GIVEN INSTRUCTION:
Repeat the material below word for word and leave out all pictures.

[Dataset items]
------------------------

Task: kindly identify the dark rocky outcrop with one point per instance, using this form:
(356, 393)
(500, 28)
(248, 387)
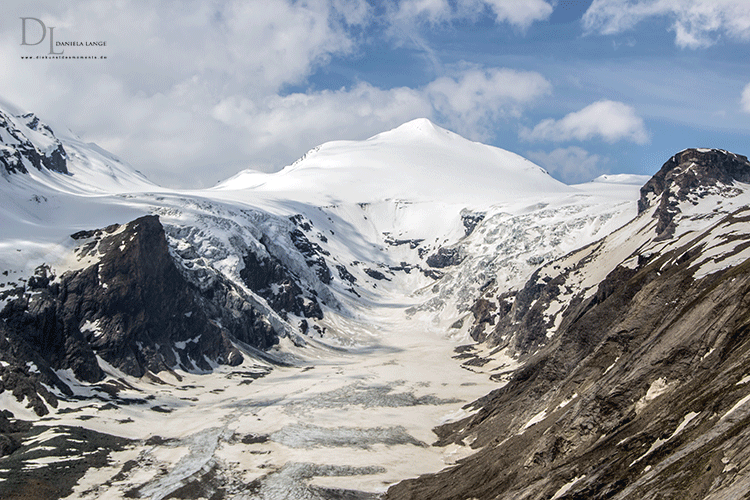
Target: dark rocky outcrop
(268, 278)
(444, 257)
(470, 220)
(132, 307)
(691, 174)
(643, 390)
(19, 151)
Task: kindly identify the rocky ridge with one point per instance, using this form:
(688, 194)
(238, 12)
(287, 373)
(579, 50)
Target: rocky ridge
(634, 376)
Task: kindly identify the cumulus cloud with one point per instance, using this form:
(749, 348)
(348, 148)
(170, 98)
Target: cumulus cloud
(746, 99)
(571, 165)
(696, 23)
(519, 14)
(609, 120)
(199, 90)
(474, 100)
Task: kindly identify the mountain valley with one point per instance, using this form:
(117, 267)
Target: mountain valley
(411, 316)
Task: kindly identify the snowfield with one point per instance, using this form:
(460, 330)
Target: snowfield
(356, 405)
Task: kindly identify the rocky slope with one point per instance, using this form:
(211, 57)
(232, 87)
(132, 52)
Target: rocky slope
(635, 358)
(618, 364)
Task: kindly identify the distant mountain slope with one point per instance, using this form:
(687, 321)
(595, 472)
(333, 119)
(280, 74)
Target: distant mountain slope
(417, 161)
(633, 354)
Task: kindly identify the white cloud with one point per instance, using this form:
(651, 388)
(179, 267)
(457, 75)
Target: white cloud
(518, 14)
(696, 23)
(474, 100)
(203, 87)
(571, 165)
(609, 120)
(746, 99)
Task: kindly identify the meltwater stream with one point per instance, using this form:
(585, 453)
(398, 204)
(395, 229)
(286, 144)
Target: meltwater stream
(343, 423)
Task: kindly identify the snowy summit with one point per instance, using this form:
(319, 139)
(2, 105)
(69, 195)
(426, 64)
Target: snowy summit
(416, 161)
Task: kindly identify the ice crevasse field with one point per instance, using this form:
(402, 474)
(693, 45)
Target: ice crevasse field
(351, 403)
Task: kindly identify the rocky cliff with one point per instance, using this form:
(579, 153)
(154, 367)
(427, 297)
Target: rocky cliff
(635, 358)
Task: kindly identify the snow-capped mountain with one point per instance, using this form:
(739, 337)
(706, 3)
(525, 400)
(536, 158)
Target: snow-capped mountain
(629, 357)
(292, 334)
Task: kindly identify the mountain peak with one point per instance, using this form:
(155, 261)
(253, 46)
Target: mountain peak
(415, 161)
(691, 174)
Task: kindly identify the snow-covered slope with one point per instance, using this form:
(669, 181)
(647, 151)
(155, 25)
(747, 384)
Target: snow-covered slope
(356, 260)
(417, 161)
(622, 365)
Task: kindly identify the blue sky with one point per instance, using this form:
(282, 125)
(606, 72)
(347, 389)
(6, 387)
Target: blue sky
(192, 92)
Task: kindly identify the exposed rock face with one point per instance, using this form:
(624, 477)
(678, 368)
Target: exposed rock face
(444, 257)
(18, 152)
(635, 386)
(131, 306)
(690, 175)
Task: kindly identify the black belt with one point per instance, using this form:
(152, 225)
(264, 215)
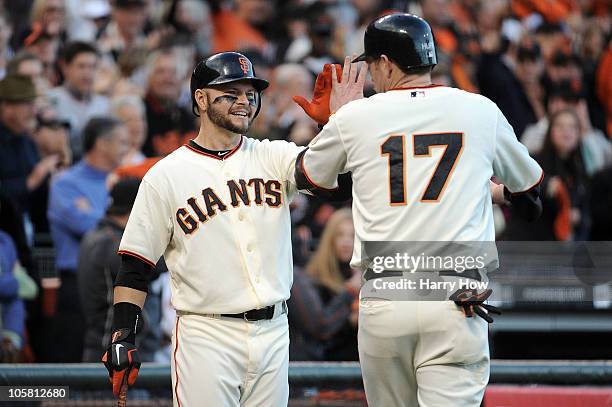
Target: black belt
(471, 273)
(257, 314)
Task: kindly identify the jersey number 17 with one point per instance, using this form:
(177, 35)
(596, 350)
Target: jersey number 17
(394, 148)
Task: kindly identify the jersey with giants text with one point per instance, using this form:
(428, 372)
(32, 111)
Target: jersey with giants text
(221, 222)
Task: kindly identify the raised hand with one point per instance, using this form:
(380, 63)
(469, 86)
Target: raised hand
(349, 86)
(318, 108)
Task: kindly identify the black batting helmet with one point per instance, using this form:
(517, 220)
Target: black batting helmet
(405, 38)
(224, 67)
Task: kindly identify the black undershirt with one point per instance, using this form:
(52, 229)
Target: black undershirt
(198, 147)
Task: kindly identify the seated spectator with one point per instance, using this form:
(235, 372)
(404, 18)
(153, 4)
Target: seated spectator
(12, 309)
(125, 31)
(97, 269)
(564, 193)
(240, 28)
(27, 64)
(596, 148)
(75, 101)
(169, 125)
(321, 316)
(52, 139)
(131, 111)
(22, 171)
(77, 200)
(507, 78)
(289, 80)
(5, 48)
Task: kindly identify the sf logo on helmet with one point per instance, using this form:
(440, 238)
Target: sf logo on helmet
(244, 65)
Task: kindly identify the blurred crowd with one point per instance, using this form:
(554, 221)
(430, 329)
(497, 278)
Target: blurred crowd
(94, 92)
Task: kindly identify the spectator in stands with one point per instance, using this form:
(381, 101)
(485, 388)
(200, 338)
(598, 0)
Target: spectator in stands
(564, 195)
(126, 28)
(97, 269)
(600, 204)
(131, 111)
(77, 201)
(52, 139)
(241, 27)
(596, 148)
(289, 80)
(192, 17)
(44, 46)
(51, 16)
(12, 309)
(169, 125)
(21, 169)
(5, 36)
(75, 101)
(27, 64)
(321, 318)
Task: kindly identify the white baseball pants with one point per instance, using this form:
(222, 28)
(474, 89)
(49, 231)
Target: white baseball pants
(422, 354)
(228, 362)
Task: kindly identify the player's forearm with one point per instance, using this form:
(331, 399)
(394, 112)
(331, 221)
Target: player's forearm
(127, 294)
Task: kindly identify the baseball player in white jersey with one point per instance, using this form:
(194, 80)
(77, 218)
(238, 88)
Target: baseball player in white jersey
(217, 209)
(421, 158)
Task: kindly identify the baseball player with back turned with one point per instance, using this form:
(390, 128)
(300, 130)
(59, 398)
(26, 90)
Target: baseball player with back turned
(217, 209)
(436, 148)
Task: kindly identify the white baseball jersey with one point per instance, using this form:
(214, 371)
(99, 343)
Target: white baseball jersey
(221, 223)
(421, 160)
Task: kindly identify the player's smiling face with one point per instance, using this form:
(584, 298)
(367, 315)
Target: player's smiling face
(232, 106)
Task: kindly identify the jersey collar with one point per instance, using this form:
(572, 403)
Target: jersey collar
(199, 150)
(418, 87)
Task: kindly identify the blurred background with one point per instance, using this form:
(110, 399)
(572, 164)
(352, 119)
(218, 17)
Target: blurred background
(94, 92)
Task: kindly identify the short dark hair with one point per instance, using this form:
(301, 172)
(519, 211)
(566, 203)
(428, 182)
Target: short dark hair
(97, 128)
(72, 49)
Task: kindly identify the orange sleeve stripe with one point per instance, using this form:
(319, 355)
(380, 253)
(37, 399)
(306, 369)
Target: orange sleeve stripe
(314, 184)
(138, 256)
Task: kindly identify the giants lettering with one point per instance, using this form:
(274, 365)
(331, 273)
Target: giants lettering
(241, 192)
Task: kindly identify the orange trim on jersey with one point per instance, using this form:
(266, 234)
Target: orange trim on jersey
(138, 256)
(418, 87)
(450, 173)
(178, 401)
(531, 187)
(224, 157)
(403, 137)
(314, 184)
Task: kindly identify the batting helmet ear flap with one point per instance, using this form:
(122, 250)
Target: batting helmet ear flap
(224, 67)
(202, 100)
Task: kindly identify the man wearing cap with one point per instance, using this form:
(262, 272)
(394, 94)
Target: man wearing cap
(21, 169)
(97, 269)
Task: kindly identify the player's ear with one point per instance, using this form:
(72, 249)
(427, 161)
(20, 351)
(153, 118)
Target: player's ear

------------------------

COMPLETE OUTPUT:
Task: kindly identify the dark rocky outcrop with one point per instance, using this form:
(356, 393)
(500, 28)
(248, 387)
Target: dark rocky outcrop
(268, 278)
(444, 257)
(470, 220)
(132, 307)
(691, 174)
(643, 390)
(19, 151)
Task: kindly identify the rocky ridge with one point per instance, using this form:
(688, 194)
(238, 12)
(287, 373)
(579, 50)
Target: rocky ridge
(634, 376)
Task: kindly identify the cumulus cloud with one point per instance, using this form:
(749, 348)
(348, 148)
(170, 98)
Target: cumulus cloud
(746, 99)
(571, 165)
(696, 23)
(519, 14)
(609, 120)
(199, 90)
(474, 100)
Task: kindly identify the mountain valley with one point per instance, using this form:
(117, 267)
Target: mountain valley
(411, 316)
Task: kindly identify the snowfield with one point per instance, using this form:
(460, 330)
Target: snowfield
(356, 405)
Task: kindly identify the rocky slope with one point per instance, using this form:
(211, 57)
(232, 87)
(132, 52)
Target: rocky slope
(635, 358)
(618, 364)
Task: kindly identify the distant mountain slope with one point per instance, using this form:
(687, 321)
(595, 472)
(333, 119)
(280, 74)
Target: distant mountain slope
(417, 161)
(633, 354)
Task: kindly identify the white cloud with one point per instance, using this form:
(651, 388)
(179, 267)
(457, 75)
Target: white cloud
(518, 14)
(696, 23)
(474, 100)
(203, 87)
(571, 165)
(609, 120)
(746, 99)
Task: kindly identify the meltwater stream with one point per instance, using this form:
(585, 453)
(398, 204)
(395, 229)
(286, 144)
Target: meltwater stream
(343, 423)
Task: kindly identify the snowy summit with one point per instance, using this form:
(319, 139)
(2, 105)
(69, 195)
(426, 64)
Target: snowy summit
(416, 161)
Task: kindly identify the ice crevasse field with one point per instance, using this form:
(402, 474)
(693, 45)
Target: ice crevasse field
(351, 403)
Task: kindly identify the rocky cliff with one point per instance, using this form:
(579, 153)
(154, 367)
(427, 297)
Target: rocky cliff
(635, 358)
Task: kindly identify the snow-capped mountain with one point per instance, using this form:
(739, 337)
(706, 3)
(525, 400)
(536, 158)
Target: snow-capped mountain
(629, 357)
(292, 334)
Task: kindly identify the mountain peak with one point per instance, using this form:
(155, 261)
(253, 46)
Target: mountain peak
(415, 161)
(691, 174)
Task: kindly identify the snow-covered slope with one point per instance, using this form:
(669, 181)
(647, 151)
(155, 25)
(747, 384)
Target: snow-covered slope
(356, 260)
(417, 161)
(622, 365)
Task: kindly identify the blue sky with one point per instance, using this form:
(282, 125)
(606, 72)
(347, 389)
(6, 387)
Target: blue sky
(192, 92)
Task: kindly identify the exposed rock face with one point per instance, using this form:
(624, 477)
(678, 368)
Target: exposed rock face
(444, 257)
(18, 152)
(635, 386)
(131, 306)
(690, 175)
Task: kindly identify the black belt with one point per instance, using this form:
(152, 225)
(264, 215)
Target: black belt
(471, 273)
(257, 314)
Task: kindly identify the jersey number 17 with one point per instance, using this form:
(177, 35)
(596, 350)
Target: jersey number 17
(394, 148)
Task: kindly identify the jersey with giants text with one point per instance, using this form:
(428, 372)
(32, 111)
Target: jersey with giants text
(221, 222)
Task: kindly identify the raised hand with one point per instance, using this form:
(380, 63)
(469, 86)
Target: raised hand
(349, 86)
(318, 108)
Task: kindly identify the black batting helmet with one point per instance, using this form:
(517, 220)
Target: black batting helmet
(405, 38)
(224, 67)
Task: kindly identify the black undershirt with one point per instance, using this form:
(52, 229)
Target: black undershirt
(198, 147)
Task: kindly identify the seated spectator with one point per instance, using this form:
(235, 372)
(404, 18)
(153, 4)
Target: seated spectator
(12, 309)
(125, 31)
(97, 269)
(564, 193)
(240, 28)
(27, 64)
(596, 148)
(75, 101)
(169, 125)
(321, 316)
(52, 139)
(131, 111)
(22, 171)
(77, 200)
(507, 78)
(289, 80)
(5, 48)
Task: kindly identify the sf logo on helmet with one point per instance, using this form:
(440, 238)
Target: sf logo on helmet
(244, 65)
Task: kindly identify the blurred crowd with one point per instance, using this form:
(554, 221)
(430, 329)
(497, 278)
Target: blurred crowd
(94, 92)
Task: kindly identify the spectator in stands with one point per instance, using this form:
(381, 101)
(485, 388)
(200, 338)
(598, 0)
Target: spectator in stands
(564, 195)
(126, 28)
(97, 269)
(600, 204)
(131, 111)
(77, 201)
(52, 139)
(241, 27)
(596, 148)
(289, 80)
(192, 17)
(44, 46)
(51, 16)
(12, 309)
(169, 125)
(21, 169)
(5, 36)
(75, 101)
(27, 64)
(321, 318)
Task: kindly identify the white baseball pants with one point per instance, using this form:
(222, 28)
(474, 89)
(49, 231)
Target: white baseball pants
(422, 354)
(228, 362)
Task: kindly identify the player's forearm with one point per instance, using this form:
(331, 399)
(394, 112)
(331, 221)
Target: player's forearm
(127, 294)
Task: kindly identify the baseball player in white jersey with one point per instance, using this form:
(194, 80)
(77, 218)
(238, 88)
Target: baseball player in white jersey
(217, 209)
(421, 158)
Task: kindly identify the baseball player with back turned with one point per instance, using this form:
(390, 128)
(300, 130)
(59, 398)
(26, 90)
Target: baseball player with back turned
(217, 209)
(436, 148)
Task: kindly identify the white baseball jersey with one point per instance, using this form:
(214, 371)
(99, 343)
Target: white baseball jersey
(221, 223)
(421, 160)
Task: kindly identify the player's smiling face with one point per instance, using this form:
(584, 298)
(367, 315)
Target: player's smiling face
(232, 106)
Task: kindly identify the jersey collar with one point per instance, using this form:
(572, 403)
Target: jersey collar
(199, 150)
(418, 87)
Task: kindly identify the blurred background with one point per instance, using this form:
(110, 399)
(572, 164)
(352, 119)
(218, 17)
Target: blurred background
(94, 92)
Task: kindly identify the short dark hair with one point per instance, using this form:
(301, 172)
(519, 211)
(566, 203)
(428, 182)
Target: short dark hair
(97, 128)
(72, 49)
Task: kindly identify the orange sleeve stripe with one point per instance, using this form:
(319, 355)
(380, 253)
(37, 399)
(306, 369)
Target: orange sleeve stripe
(314, 184)
(138, 256)
Task: kindly identify the giants lettering with one point per instance, using this form:
(274, 365)
(331, 273)
Target: giants lettering
(241, 192)
Task: kindly identify the orange trim on jersey with one point per instance, using this form:
(266, 234)
Target: orange trim on jersey
(138, 256)
(418, 87)
(450, 173)
(178, 401)
(531, 187)
(224, 157)
(403, 137)
(314, 184)
Task: kindly identify the batting helmet ear flap with one point per instance, using this form:
(122, 250)
Target: batting helmet ear flap
(224, 67)
(202, 100)
Task: kindly identify the man wearing cap with one point per instance, using this form:
(262, 272)
(394, 94)
Target: man wearing cap
(21, 169)
(97, 269)
Task: kindly identify the player's ear with one point per instance, using this form:
(72, 249)
(427, 161)
(20, 351)
(153, 118)
Target: player's ear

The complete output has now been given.